[Supplied data]

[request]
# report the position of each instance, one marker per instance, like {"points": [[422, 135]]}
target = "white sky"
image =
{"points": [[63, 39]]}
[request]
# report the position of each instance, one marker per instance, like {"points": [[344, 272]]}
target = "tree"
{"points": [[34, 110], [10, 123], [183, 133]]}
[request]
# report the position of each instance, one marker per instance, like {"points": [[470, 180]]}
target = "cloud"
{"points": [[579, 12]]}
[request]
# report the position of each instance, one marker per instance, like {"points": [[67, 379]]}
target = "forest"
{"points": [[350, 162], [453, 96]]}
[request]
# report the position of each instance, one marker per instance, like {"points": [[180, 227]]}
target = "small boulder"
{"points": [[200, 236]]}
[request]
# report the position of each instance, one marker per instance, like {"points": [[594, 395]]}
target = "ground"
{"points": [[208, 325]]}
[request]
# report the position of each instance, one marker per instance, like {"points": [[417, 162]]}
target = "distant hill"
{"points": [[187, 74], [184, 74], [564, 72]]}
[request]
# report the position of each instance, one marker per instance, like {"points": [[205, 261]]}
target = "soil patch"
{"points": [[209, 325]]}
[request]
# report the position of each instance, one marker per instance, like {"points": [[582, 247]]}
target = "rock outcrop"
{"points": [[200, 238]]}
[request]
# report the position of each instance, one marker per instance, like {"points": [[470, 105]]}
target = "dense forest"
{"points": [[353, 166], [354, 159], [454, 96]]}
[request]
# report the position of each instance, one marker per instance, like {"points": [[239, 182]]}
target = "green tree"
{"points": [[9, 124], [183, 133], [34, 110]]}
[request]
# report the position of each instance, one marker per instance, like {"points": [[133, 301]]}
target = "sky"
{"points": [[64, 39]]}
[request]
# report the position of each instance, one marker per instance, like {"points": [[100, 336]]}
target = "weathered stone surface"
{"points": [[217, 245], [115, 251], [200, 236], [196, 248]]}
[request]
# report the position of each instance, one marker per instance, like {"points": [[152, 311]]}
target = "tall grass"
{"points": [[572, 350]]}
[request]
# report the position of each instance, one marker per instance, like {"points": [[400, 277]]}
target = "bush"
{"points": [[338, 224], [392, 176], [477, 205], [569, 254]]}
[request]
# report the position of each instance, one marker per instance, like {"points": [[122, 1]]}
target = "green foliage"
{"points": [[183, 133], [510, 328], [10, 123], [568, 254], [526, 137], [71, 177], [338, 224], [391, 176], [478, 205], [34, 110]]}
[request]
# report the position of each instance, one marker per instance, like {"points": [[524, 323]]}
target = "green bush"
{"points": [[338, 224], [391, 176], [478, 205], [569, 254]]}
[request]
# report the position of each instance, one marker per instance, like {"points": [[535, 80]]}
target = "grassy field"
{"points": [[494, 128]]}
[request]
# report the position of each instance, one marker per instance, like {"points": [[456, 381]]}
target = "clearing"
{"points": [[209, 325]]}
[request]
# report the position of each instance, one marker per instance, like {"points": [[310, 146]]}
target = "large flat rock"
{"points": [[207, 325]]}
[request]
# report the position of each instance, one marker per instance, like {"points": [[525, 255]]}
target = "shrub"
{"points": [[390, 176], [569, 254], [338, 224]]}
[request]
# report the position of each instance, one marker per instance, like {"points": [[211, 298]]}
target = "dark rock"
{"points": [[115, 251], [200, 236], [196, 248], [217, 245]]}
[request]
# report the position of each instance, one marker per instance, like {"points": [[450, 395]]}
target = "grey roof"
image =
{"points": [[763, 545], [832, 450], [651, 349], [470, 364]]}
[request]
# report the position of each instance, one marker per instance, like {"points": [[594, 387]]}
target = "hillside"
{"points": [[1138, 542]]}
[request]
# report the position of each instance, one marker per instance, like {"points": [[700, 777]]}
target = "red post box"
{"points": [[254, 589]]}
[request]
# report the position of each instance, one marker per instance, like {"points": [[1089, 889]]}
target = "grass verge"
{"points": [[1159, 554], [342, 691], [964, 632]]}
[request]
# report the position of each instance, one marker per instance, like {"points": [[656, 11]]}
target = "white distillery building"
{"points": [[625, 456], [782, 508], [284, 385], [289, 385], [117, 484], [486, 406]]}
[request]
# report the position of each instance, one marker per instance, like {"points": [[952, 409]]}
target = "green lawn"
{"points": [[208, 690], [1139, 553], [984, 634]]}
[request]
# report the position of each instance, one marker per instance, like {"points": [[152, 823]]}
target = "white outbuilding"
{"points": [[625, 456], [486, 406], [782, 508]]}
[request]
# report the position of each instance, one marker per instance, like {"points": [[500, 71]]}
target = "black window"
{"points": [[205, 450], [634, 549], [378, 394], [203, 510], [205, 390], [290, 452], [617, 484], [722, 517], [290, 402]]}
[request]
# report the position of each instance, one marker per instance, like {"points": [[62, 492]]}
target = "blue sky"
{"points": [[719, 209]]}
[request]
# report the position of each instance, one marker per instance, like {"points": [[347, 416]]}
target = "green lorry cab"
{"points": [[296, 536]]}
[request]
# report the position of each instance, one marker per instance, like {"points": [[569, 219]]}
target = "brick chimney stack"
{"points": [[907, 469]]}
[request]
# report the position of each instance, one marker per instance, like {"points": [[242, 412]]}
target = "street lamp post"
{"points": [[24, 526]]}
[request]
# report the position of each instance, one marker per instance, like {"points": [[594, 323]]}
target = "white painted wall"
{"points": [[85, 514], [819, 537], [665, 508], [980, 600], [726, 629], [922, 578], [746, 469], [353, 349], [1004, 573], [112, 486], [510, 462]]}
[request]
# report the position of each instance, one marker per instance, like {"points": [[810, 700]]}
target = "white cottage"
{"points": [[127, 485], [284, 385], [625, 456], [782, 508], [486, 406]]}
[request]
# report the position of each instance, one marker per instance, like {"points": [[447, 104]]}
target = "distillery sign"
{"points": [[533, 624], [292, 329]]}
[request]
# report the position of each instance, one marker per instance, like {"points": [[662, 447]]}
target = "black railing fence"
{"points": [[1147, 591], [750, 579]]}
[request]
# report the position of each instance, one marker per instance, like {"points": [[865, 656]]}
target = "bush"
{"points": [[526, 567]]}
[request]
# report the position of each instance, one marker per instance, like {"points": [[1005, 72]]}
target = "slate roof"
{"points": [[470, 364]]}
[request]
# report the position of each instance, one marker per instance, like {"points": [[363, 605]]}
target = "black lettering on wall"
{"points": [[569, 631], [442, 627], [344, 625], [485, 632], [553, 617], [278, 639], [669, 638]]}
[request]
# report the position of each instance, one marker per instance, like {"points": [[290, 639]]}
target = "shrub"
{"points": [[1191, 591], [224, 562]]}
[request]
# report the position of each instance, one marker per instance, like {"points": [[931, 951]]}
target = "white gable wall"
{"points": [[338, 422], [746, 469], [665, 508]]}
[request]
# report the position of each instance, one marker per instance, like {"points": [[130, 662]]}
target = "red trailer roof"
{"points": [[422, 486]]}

[/Supplied data]

§ **Task to complete**
Retype the records above exactly as they appear.

§ **Written answer**
[request]
# report the position of each instance, one marker per instance, like {"points": [[422, 135]]}
target = "white sky"
image =
{"points": [[63, 39]]}
[request]
# report the position of each instance, one marker per instance, like {"points": [[344, 272]]}
target = "tree"
{"points": [[34, 110], [10, 123], [183, 133]]}
[request]
# report the position of each instance, one marker per instance, like {"points": [[470, 180]]}
target = "cloud"
{"points": [[579, 12]]}
[request]
# report the position of each instance, one marker per instance, like {"points": [[67, 379]]}
target = "forest"
{"points": [[350, 162], [453, 96]]}
[request]
# report the position of each instance, one marker per instance, like {"points": [[180, 227]]}
target = "small boulder"
{"points": [[200, 236]]}
[request]
# report the position of each instance, one marker per instance, like {"points": [[594, 395]]}
target = "ground"
{"points": [[208, 325]]}
[request]
# report the position of each instance, one marker per instance, like {"points": [[417, 162]]}
target = "distant hill"
{"points": [[187, 74], [184, 74], [564, 72]]}
[request]
# report the position of each instance, one marker per instance, like {"points": [[205, 261]]}
target = "soil patch"
{"points": [[209, 325]]}
[request]
# report the position of each instance, one marker per instance, like {"points": [[582, 247]]}
target = "rock outcrop"
{"points": [[200, 238]]}
[request]
# report the position of each instance, one marker per instance, like {"points": [[470, 105]]}
target = "dense forest"
{"points": [[353, 166], [354, 159], [454, 96]]}
[request]
# report the position of each instance, one marker per instance, like {"points": [[239, 182]]}
target = "green tree"
{"points": [[9, 124], [183, 133], [34, 110]]}
[request]
# report the position of each instance, one marker per instance, like {"points": [[133, 301]]}
target = "sky"
{"points": [[64, 39]]}
[request]
# report the position of each instance, one marker per instance, like {"points": [[100, 336]]}
target = "weathered stone surface"
{"points": [[217, 245], [115, 251], [200, 236], [196, 248]]}
[request]
# report the position of each instance, one marker per instance, like {"points": [[152, 311]]}
target = "tall grass"
{"points": [[572, 350]]}
[request]
# report the position of each instance, one marker per instance, like {"points": [[400, 277]]}
target = "bush"
{"points": [[338, 224], [392, 176], [477, 205], [569, 254]]}
[request]
# report the position of each instance, one marker per instance, like {"points": [[122, 1]]}
target = "green foliage"
{"points": [[183, 133], [510, 328], [10, 123], [568, 254], [526, 137], [71, 177], [338, 224], [391, 176], [478, 205], [34, 110]]}
[request]
# report the position of each instance, one marker per instance, like {"points": [[524, 323]]}
target = "green bush"
{"points": [[338, 224], [391, 176], [478, 205], [569, 254]]}
[request]
# report the position of each instance, one marker per instance, like {"points": [[535, 80]]}
target = "grassy field"
{"points": [[494, 128]]}
[request]
# report the position of each instance, one marker per instance, like {"points": [[456, 381]]}
target = "clearing"
{"points": [[209, 325]]}
[request]
# report the position of each instance, one marker per instance, like {"points": [[310, 146]]}
target = "large flat rock"
{"points": [[207, 325]]}
[request]
# report the position of each instance, one marker per instance, like {"points": [[525, 255]]}
target = "shrub"
{"points": [[390, 176], [569, 254], [338, 224]]}
[request]
# report the position of each instance, one marker per instance, like {"points": [[211, 298]]}
target = "dark rock"
{"points": [[115, 251], [200, 236], [196, 248], [217, 245]]}
[request]
# report the position of each instance, one marker per instance, like {"points": [[450, 395]]}
target = "grey roof"
image =
{"points": [[763, 545], [832, 450], [651, 349], [470, 364]]}
[request]
# report the position of each instance, one marker per instance, like {"points": [[594, 387]]}
target = "hillside"
{"points": [[1138, 542]]}
[request]
# report the position of each instance, one marker per instance, like {"points": [[700, 777]]}
target = "red post box"
{"points": [[254, 589]]}
[request]
# report the position of each instance, one marker per instance, like {"points": [[1089, 889]]}
target = "grass verge"
{"points": [[1159, 554], [342, 691], [964, 632]]}
[request]
# report the position of each instance, one marker per instance, like {"points": [[656, 11]]}
target = "white distillery building"
{"points": [[625, 456], [782, 508], [284, 385], [289, 385], [117, 484], [486, 406]]}
[request]
# report the position of each instance, one marker per instance, like {"points": [[952, 409]]}
target = "green lawn"
{"points": [[208, 690], [1139, 553], [984, 634]]}
[request]
# report the position of each instance, one marker per instance, like {"points": [[152, 823]]}
target = "white outbuilding"
{"points": [[625, 456], [486, 406], [782, 508]]}
[request]
# report the position of each instance, one marker per instance, like {"points": [[500, 71]]}
target = "black window"
{"points": [[205, 450], [634, 549], [378, 394], [203, 510], [205, 390], [290, 452], [617, 484], [722, 517], [290, 402]]}
[request]
# report the position of each instance, one marker per instance, like {"points": [[62, 492]]}
target = "blue sky"
{"points": [[719, 209]]}
[request]
# report the position of each instance, one marker per instance, like {"points": [[347, 416]]}
target = "green lorry cab"
{"points": [[296, 536]]}
[request]
# report the position of each instance, one marker per instance, like {"points": [[569, 219]]}
target = "brick chimney stack"
{"points": [[907, 469]]}
[request]
# report the position of each instance, one marker per instance, like {"points": [[242, 412]]}
target = "street lamp post"
{"points": [[24, 526]]}
[request]
# report the position of each instance, one marker per instance, like {"points": [[594, 323]]}
target = "white painted wall"
{"points": [[85, 514], [819, 537], [665, 508], [980, 600], [726, 629], [922, 578], [746, 469], [353, 349], [1004, 573], [112, 486], [510, 462]]}
[request]
# report the position of each instance, one marker per instance, like {"points": [[810, 700]]}
target = "white cottage"
{"points": [[127, 485], [284, 385], [625, 456], [782, 508], [486, 406]]}
[request]
# report the position of each instance, one marker per instance, like {"points": [[447, 104]]}
target = "distillery sign"
{"points": [[533, 624], [292, 329]]}
[request]
# report the position of each instance, one marker per instance, like {"points": [[662, 447]]}
target = "black railing fence"
{"points": [[1147, 591], [750, 579]]}
[request]
# report the position of each instance, one marker per instance, like {"points": [[865, 656]]}
target = "bush"
{"points": [[526, 567]]}
[request]
# report the position of each instance, one marker per instance, like {"points": [[1005, 72]]}
target = "slate roof"
{"points": [[470, 364]]}
[request]
# report the position of each instance, one marker per instance, like {"points": [[363, 605]]}
target = "black lettering on wall"
{"points": [[569, 631], [442, 627], [344, 625], [485, 632], [553, 617], [278, 639], [669, 638]]}
[request]
# report the position of each instance, one marker per instance, like {"points": [[290, 639]]}
target = "shrub"
{"points": [[1191, 591], [224, 562]]}
[request]
# report the position of each instance, one marker per instance, like {"points": [[931, 951]]}
target = "white gable wall"
{"points": [[338, 422], [746, 469], [665, 508]]}
[request]
# report the position of each instance, one marker per instance, like {"points": [[130, 662]]}
target = "red trailer roof"
{"points": [[422, 486]]}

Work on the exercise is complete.